> 任務指令 A
用兩句話概括關於ElasticSearch分詞器的文字。
> 任務指令 B
根據關於ElasticSearch分詞器的文字回答下列問題，每題一行：
(i) 分詞器的三個部分中，哪一部分負責分詞之前的預處理？
(ii) Pattern 分詞器預設使用什麼作為分隔符？
(iii) 要查詢分詞情況，可以向哪個位址發送POST請求？
> 任務指令 C
請寫出關於ElasticSearch分詞器的文字在最後一行之後應接續的內容。

ElasticSearch之ICU分詞器

Moshow鄭鍇發表於2020-04-07

原文網址 : https://blog.csdn.net/moshowgame/article/details/99448661

Elasticsearch分詞

分詞器

分詞器接受一個字串作為輸入，將這個字串拆分成獨立的詞或語彙單元（token）（可能會丟棄一些標點符號等字元），然後輸出一個語彙單元流（token stream）。

一個analyzer分詞器包含三個部分：

character filter：分詞之前的預處理，過濾掉HTML標籤、特殊符號轉換等。
tokenizer：分詞
token filter：標準化

ES內建分詞器

事實上，ElasticSearch中有一些內建分詞器：

Standard 分詞器：預設分詞器，會將詞彙單元轉成小寫形式並且去除停用詞和標點符號，支援中文采用的方法為單字切分。
Simple 分詞器：首先會通過非字母字元來分割文字資訊，然後將詞彙單元統一為小寫形式。該分詞器會去除掉數字型別的字元。
Whitespace 分詞器：僅僅是去除空格，對字元沒有lowcase化，不支援中文；並且不對生成的詞彙單元進行其他標準化處理。
Stop 分詞器：相比Simple Analyzer多了去除請用詞處理，停用詞指語氣助詞等修飾性詞語，如the, an, 的，這等
Keyword 分詞器：不分詞，直接將輸入作為一個單詞輸出
Pattern 分詞器：通過正規表示式自定義分隔符，預設是\W+，即非字詞的符號作為分隔符
Language 分詞器：特定語言的分詞器，不支援中文。如 english 、french 和 spanish 分析器。

應該說，standard 分詞器是大多數西方語言分詞的一個合理的起點。事實上，它構成了大多數特定語言分析器的基礎，如 english 、french 和 spanish 分析器。它也支援亞洲語言，只是有些缺陷（=.=To Be Honest , 你輸入任何中文，都會被拆成一個一個的文字來分詞，簡直不要太糟糕），你可以考慮通過 ICU 外掛的方式使用 icu_analyzer 進行中文分詞更合理。

附錄有更詳細的分詞器列表。

分詞API

作為REST的搜尋引擎，ES可以直接 POST http://localhost:9200/_analyze 來查詢分詞的情況。

{
    "text": "I'm going to Guangzhou museum",
    "analyzer": "standard"

> 記錄條目
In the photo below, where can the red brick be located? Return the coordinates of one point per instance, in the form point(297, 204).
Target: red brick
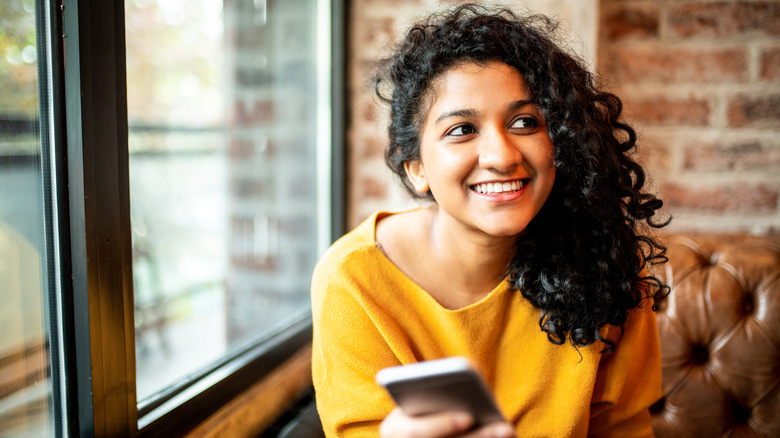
point(754, 111)
point(724, 19)
point(691, 112)
point(373, 188)
point(377, 31)
point(653, 155)
point(734, 198)
point(371, 148)
point(746, 156)
point(770, 65)
point(676, 65)
point(620, 21)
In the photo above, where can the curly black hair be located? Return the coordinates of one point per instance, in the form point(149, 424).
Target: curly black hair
point(585, 257)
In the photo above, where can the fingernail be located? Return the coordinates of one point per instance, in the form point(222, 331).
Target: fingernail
point(502, 430)
point(463, 420)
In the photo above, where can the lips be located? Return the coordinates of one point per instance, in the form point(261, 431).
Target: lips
point(499, 187)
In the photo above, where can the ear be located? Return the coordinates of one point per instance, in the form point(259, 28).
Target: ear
point(416, 173)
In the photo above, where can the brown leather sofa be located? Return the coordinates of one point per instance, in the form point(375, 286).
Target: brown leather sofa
point(720, 338)
point(720, 341)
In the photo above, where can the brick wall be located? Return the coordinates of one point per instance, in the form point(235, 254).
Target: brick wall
point(374, 25)
point(701, 83)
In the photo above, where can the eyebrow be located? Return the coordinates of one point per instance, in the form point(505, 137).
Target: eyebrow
point(468, 112)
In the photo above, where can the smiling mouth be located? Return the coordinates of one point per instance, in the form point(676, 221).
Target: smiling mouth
point(498, 188)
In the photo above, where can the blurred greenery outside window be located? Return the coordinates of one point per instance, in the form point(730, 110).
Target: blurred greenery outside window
point(224, 114)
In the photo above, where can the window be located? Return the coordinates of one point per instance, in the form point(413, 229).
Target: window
point(31, 363)
point(169, 189)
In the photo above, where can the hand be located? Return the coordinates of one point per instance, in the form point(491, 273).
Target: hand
point(446, 424)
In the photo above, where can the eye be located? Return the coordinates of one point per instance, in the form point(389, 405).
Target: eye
point(525, 123)
point(461, 130)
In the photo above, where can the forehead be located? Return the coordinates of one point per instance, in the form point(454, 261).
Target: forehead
point(471, 82)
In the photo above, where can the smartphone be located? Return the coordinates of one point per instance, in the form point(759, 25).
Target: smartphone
point(450, 384)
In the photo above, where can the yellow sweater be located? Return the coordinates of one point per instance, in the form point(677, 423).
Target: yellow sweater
point(368, 315)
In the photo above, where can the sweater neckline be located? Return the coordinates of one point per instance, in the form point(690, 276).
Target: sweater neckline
point(486, 301)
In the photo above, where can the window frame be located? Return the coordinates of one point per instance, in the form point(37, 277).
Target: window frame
point(96, 242)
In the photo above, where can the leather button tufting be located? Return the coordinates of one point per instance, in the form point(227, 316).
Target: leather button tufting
point(718, 333)
point(700, 354)
point(748, 304)
point(658, 407)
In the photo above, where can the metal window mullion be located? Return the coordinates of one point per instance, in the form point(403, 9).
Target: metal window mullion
point(96, 119)
point(54, 184)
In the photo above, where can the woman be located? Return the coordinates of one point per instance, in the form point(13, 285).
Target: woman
point(530, 260)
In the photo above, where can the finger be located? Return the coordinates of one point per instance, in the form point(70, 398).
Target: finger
point(399, 425)
point(493, 430)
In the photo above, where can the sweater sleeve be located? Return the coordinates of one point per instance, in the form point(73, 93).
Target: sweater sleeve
point(348, 350)
point(628, 380)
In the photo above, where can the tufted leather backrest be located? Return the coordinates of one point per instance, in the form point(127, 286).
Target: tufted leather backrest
point(720, 338)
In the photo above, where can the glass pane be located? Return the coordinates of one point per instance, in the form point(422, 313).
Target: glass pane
point(222, 113)
point(25, 380)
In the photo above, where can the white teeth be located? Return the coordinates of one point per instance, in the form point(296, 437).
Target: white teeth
point(494, 188)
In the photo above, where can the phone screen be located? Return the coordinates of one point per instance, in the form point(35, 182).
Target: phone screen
point(441, 385)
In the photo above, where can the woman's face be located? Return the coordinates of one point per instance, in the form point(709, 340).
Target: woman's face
point(485, 153)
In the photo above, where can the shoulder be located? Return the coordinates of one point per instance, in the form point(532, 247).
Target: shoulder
point(350, 251)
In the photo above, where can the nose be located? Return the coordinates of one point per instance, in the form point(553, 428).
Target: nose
point(498, 151)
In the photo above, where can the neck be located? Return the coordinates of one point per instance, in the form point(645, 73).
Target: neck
point(476, 260)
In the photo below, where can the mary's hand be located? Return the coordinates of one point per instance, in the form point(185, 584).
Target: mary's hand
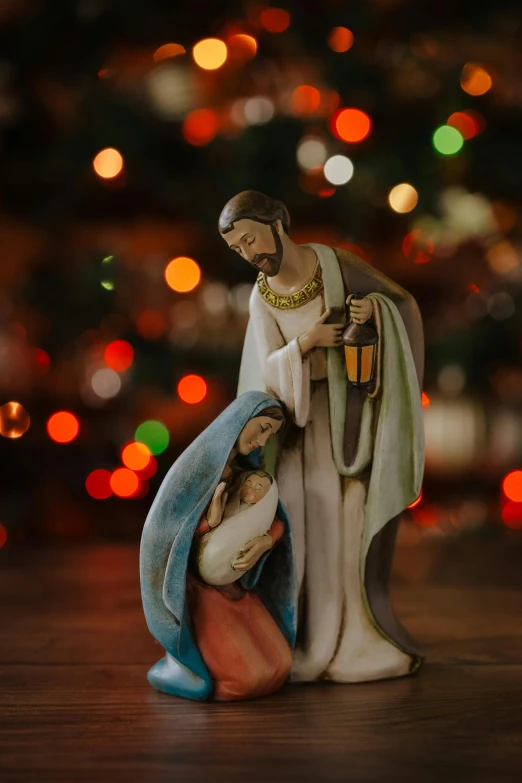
point(217, 505)
point(251, 552)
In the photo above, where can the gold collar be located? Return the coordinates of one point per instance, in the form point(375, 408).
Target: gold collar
point(298, 298)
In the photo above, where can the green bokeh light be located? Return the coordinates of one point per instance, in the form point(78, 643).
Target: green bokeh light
point(447, 140)
point(153, 434)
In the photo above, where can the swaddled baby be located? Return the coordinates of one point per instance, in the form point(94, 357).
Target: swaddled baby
point(249, 513)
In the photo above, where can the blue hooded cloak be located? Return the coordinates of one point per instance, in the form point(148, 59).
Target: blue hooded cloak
point(182, 498)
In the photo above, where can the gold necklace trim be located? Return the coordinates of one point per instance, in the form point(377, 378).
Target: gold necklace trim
point(298, 298)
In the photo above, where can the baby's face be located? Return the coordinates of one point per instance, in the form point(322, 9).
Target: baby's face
point(254, 488)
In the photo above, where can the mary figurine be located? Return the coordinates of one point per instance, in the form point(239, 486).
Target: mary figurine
point(225, 642)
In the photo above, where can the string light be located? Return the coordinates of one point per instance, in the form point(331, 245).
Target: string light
point(340, 39)
point(210, 54)
point(192, 389)
point(351, 125)
point(403, 198)
point(14, 420)
point(118, 355)
point(153, 434)
point(98, 484)
point(447, 140)
point(63, 427)
point(182, 274)
point(108, 163)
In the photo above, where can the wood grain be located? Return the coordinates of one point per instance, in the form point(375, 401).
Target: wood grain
point(75, 704)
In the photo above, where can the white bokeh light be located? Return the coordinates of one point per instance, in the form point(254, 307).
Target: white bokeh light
point(338, 170)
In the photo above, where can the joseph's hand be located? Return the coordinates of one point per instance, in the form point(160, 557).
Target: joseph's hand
point(322, 335)
point(361, 310)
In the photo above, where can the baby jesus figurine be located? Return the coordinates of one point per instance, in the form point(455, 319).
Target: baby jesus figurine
point(225, 549)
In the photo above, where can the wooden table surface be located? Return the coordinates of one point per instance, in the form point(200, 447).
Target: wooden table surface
point(75, 704)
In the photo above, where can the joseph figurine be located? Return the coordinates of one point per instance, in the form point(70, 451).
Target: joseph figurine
point(349, 463)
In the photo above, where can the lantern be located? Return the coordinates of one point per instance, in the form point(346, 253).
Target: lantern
point(360, 351)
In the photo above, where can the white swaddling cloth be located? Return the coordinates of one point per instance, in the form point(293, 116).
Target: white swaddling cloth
point(220, 547)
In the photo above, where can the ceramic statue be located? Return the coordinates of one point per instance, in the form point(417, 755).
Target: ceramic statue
point(352, 457)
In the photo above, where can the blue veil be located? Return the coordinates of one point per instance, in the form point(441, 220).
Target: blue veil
point(183, 496)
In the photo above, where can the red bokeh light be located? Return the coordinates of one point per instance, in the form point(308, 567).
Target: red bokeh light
point(192, 389)
point(119, 355)
point(63, 427)
point(512, 486)
point(200, 126)
point(351, 125)
point(98, 484)
point(124, 483)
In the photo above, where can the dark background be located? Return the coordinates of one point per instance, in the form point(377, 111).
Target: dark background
point(79, 77)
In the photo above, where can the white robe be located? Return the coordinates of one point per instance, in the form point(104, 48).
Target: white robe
point(337, 638)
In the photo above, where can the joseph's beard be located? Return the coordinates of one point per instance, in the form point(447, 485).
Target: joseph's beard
point(270, 263)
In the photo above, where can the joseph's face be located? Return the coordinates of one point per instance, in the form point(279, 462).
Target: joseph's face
point(257, 243)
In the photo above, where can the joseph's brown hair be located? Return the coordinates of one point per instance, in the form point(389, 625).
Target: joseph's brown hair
point(253, 205)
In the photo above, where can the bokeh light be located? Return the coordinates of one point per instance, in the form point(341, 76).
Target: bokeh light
point(512, 486)
point(305, 99)
point(210, 54)
point(275, 20)
point(351, 125)
point(106, 383)
point(475, 80)
point(403, 198)
point(98, 484)
point(14, 420)
point(124, 482)
point(311, 152)
point(182, 274)
point(63, 427)
point(136, 456)
point(153, 434)
point(340, 39)
point(447, 140)
point(200, 126)
point(338, 170)
point(108, 163)
point(167, 51)
point(118, 355)
point(192, 389)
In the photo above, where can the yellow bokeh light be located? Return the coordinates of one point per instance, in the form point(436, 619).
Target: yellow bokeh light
point(108, 163)
point(403, 198)
point(210, 54)
point(182, 274)
point(475, 80)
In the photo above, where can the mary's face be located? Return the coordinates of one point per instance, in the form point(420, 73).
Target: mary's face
point(255, 433)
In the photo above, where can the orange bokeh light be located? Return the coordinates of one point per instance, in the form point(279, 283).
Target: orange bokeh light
point(192, 389)
point(124, 483)
point(182, 274)
point(200, 126)
point(416, 502)
point(150, 324)
point(167, 51)
point(108, 163)
point(512, 486)
point(305, 99)
point(98, 484)
point(475, 80)
point(136, 456)
point(275, 20)
point(14, 420)
point(119, 355)
point(351, 125)
point(63, 427)
point(340, 39)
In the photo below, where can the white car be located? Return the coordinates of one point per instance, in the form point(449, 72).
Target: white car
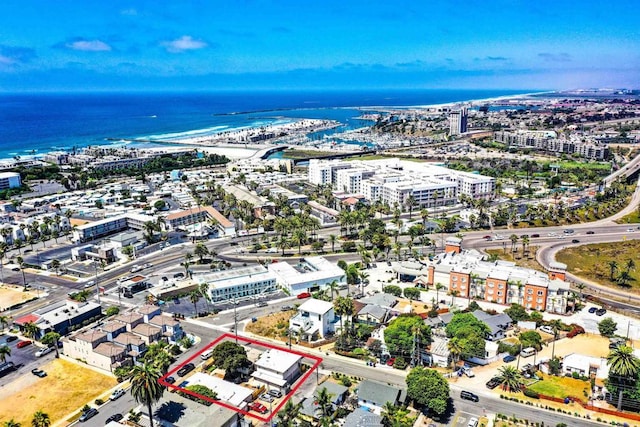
point(117, 394)
point(44, 351)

> 結果 A
分詞器把輸入的字串拆分成獨立的語彙單元並輸出語彙單元流，一個分詞器由character filter、tokenizer和token filter三個部分組成。ES內建Standard、Simple、Whitespace、Stop、Keyword、Pattern、Language等分詞器，其中預設的standard分詞器會把中文拆成單字，文中建議通過ICU外掛使用icu_analyzer進行中文分詞。

> 結果 B
(i) character filter
(ii) \W+，即非字詞的符號
(iii) http://localhost:9200/_analyze

> 結果 C
}

curl -X POST \
  http://localhost:9200/_analyze \
  -d '{
    "text": "I'\''m going to Guangzhou museum",
    "analyzer": "standard"
}'

curl或者postman都可以：

ICU 分析器外掛

Elasticsearch的 ICU 分析器外掛使用國際化元件 Unicode (ICU) 函式庫提供豐富的處理 Unicode 工具。這些包含對處理亞洲語言特別有用的 icu_分詞器 ，還有大量對除英語外其他語言進行正確匹配和排序所必須的分詞過濾器。

ICU 外掛是處理英語之外語言的必需工具，非常推薦你安裝並使用它，不幸的是，因為是基於額外的 ICU 函式庫，不同版本的ICU外掛可能並不相容之前的版本，當更新外掛的時候，你需要重新索引你的資料（=。=根據你的ES版本替換後面的版本號，例如我是6.8.1，則用6.8.1，你用7.3.0就用7.3.0，類推）。

#自動安裝
sudo bin/elasticsearch-plugin install analysis-icu
#手動安裝
（自行下載）https://artifacts.elastic.co/downloads/elasticsearch-plugins/analysis-icu/analysis-icu-6.8.1.zip
（Linux）sudo bin/elasticsearch-plugin install file:///path/to/plugin.zip
（Windows）bin\ elasticsearch-plugin.bat install file:///C:\Users\Administrator\Downloads\analysis-icu-6.8.1.zip
#安裝成功
[=================================================] 100%??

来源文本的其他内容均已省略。